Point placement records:
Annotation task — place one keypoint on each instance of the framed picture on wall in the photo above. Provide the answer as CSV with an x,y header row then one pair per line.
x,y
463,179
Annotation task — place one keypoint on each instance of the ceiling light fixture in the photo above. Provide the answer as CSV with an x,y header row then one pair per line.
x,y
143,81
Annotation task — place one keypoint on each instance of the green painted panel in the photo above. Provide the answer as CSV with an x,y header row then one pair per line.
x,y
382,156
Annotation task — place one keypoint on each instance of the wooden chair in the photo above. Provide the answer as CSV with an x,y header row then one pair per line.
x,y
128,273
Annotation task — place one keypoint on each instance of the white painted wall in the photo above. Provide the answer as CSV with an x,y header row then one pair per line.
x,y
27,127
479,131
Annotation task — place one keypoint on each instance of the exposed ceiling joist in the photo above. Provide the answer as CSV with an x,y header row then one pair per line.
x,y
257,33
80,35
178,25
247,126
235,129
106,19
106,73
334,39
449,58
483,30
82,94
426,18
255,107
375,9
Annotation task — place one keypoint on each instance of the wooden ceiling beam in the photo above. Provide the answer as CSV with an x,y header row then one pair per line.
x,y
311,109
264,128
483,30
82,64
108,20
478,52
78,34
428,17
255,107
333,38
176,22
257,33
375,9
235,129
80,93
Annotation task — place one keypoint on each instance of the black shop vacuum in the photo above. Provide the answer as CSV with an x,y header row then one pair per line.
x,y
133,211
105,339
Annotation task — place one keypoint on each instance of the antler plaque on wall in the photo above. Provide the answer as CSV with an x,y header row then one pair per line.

## Aim
Please write out the material word for word, from the line containing "of the black" through the end of the material.

## Result below
Annotation task — place one keypoint on each instance of the black shop vacuum in the photo above. Provide the answer as CSV with an x,y header row then one pair per line.
x,y
133,211
105,339
Annotation task — place one keypoint on each instance of the antler plaque on wall in the photo above. Provide the answer as CSV with an x,y header row then one pair per line.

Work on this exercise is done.